Begin RECORDS FOR THIS EXERCISE
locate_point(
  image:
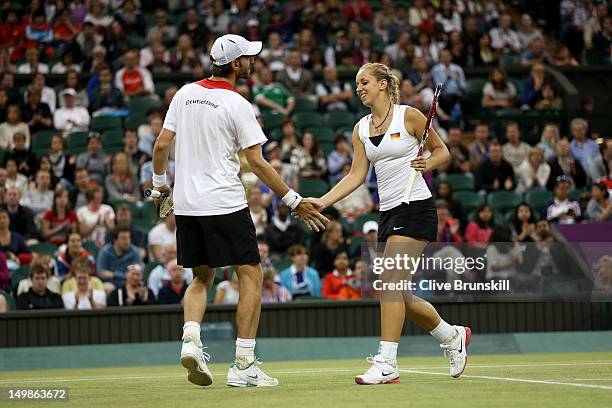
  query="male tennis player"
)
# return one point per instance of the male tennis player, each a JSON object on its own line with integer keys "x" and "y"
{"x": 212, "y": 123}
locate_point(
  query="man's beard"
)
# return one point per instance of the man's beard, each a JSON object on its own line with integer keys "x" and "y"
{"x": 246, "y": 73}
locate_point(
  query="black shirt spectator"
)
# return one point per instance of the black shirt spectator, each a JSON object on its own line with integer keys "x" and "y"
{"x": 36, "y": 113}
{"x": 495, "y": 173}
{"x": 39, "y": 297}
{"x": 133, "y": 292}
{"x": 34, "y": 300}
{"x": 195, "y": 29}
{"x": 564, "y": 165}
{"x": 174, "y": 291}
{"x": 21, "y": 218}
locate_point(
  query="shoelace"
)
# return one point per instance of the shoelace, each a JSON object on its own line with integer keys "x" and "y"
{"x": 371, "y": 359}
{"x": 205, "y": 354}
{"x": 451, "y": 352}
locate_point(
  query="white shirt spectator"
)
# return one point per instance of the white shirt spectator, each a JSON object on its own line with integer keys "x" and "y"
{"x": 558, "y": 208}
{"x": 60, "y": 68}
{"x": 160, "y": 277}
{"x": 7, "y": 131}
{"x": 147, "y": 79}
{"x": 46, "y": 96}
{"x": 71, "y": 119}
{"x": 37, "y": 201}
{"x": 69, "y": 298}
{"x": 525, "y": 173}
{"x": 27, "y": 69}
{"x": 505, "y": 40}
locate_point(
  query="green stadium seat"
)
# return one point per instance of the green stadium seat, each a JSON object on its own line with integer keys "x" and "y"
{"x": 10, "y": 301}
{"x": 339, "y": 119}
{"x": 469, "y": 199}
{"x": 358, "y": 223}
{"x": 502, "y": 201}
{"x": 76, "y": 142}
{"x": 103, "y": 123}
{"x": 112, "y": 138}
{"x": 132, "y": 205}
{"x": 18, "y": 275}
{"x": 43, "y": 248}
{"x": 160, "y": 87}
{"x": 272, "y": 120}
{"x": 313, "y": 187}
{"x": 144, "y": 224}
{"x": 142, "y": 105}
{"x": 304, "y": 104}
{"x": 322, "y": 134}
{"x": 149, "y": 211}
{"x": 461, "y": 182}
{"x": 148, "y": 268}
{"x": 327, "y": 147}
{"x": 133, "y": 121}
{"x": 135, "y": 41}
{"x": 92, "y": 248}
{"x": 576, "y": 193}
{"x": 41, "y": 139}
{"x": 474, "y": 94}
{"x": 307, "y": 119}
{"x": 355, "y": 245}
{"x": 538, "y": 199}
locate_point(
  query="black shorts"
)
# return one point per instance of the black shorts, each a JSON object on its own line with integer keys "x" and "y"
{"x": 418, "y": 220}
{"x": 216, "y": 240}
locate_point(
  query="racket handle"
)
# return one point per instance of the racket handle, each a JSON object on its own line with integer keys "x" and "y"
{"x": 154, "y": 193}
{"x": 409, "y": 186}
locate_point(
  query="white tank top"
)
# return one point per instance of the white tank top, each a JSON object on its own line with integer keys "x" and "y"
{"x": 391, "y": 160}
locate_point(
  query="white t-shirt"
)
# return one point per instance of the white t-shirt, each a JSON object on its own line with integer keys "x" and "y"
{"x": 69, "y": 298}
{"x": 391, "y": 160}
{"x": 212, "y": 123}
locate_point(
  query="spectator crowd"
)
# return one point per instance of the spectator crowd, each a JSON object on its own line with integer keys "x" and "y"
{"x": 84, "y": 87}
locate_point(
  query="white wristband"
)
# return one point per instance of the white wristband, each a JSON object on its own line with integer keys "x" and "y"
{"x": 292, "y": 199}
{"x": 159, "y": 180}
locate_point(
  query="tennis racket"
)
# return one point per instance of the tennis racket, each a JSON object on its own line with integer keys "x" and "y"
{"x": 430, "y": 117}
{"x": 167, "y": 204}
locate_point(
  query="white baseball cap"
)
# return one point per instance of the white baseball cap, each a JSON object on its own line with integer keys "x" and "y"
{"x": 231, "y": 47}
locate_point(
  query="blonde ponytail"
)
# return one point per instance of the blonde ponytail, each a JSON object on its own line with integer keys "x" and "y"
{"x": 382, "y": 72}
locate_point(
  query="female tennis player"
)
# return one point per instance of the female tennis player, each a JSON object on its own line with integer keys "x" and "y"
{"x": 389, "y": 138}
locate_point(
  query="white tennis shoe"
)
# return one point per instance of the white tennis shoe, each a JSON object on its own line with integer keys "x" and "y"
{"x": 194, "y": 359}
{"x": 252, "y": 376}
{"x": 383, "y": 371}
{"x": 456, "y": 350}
End RECORDS FOR THIS EXERCISE
Begin RECORDS FOR THIS EXERCISE
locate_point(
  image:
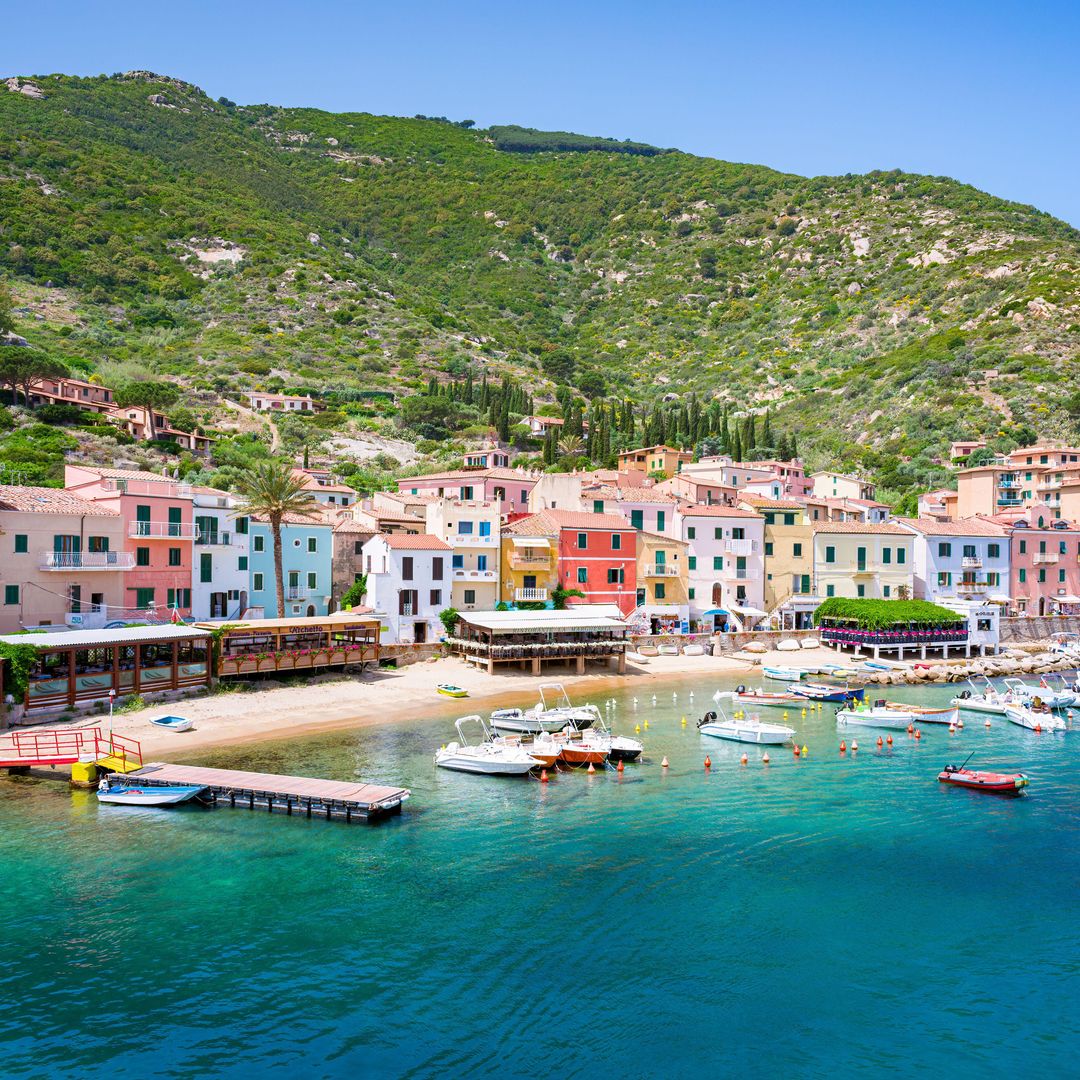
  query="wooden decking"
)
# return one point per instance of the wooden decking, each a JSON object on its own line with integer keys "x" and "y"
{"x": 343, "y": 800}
End RECORDS FOR THIS EXERCISE
→ WHAT IS NEEDED
Collect every row above that contains the word "stadium", matching case exactly.

→ EXERCISE RESPONSE
  query="green stadium seat"
# return one point per instance of the green stadium seat, each a JSON object on its own line with integer keys "x" and "y"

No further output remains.